Format the material below as a numbered list, leaving out any blank lines.

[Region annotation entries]
━━━━━━━━━━━━━━━━━━━━

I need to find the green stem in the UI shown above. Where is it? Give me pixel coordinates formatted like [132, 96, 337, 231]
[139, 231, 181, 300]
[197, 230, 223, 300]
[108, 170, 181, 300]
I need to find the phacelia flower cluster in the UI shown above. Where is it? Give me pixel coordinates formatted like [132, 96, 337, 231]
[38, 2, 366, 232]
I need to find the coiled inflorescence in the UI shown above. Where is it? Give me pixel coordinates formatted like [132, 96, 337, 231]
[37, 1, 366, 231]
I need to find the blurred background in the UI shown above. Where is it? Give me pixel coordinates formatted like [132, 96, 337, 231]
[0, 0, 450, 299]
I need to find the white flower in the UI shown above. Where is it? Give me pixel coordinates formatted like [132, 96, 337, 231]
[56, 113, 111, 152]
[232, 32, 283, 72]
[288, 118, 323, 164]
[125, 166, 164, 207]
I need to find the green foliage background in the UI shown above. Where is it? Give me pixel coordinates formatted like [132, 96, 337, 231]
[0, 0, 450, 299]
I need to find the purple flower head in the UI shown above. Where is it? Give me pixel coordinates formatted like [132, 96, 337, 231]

━━━━━━━━━━━━━━━━━━━━

**ANSWER BELOW**:
1. I need to find the green stem in the UI shown above. Where is it? Give me pixel coordinates formatted like [132, 96, 337, 231]
2. [139, 231, 181, 300]
3. [197, 230, 223, 300]
4. [108, 170, 181, 300]
5. I need to find the phacelia flower cluster in the UI shown above. Where is it? Give me pixel coordinates formatted like [132, 96, 337, 231]
6. [38, 2, 366, 232]
7. I need to find the coiled inflorescence in the UI shown above. Where is it? Give me pixel coordinates formatted like [132, 96, 337, 231]
8. [37, 1, 366, 231]
9. I need to find the blurred background in the UI shown above. Where is it? Give me pixel coordinates formatted like [132, 96, 337, 231]
10. [0, 0, 450, 299]
11. I need to find the white flower in the UI shown above. Where is it? Give me pixel coordinates formatted like [132, 96, 337, 231]
12. [56, 113, 111, 152]
13. [232, 32, 283, 72]
14. [288, 118, 323, 164]
15. [125, 166, 164, 207]
16. I need to find the green foliage background in the UI shown above. Where is it? Give me pixel coordinates formatted like [132, 96, 337, 231]
17. [0, 0, 450, 299]
18. I need to find the purple flower head in the UI shown above. Where is it? Give me pixel coordinates formatted like [132, 96, 337, 231]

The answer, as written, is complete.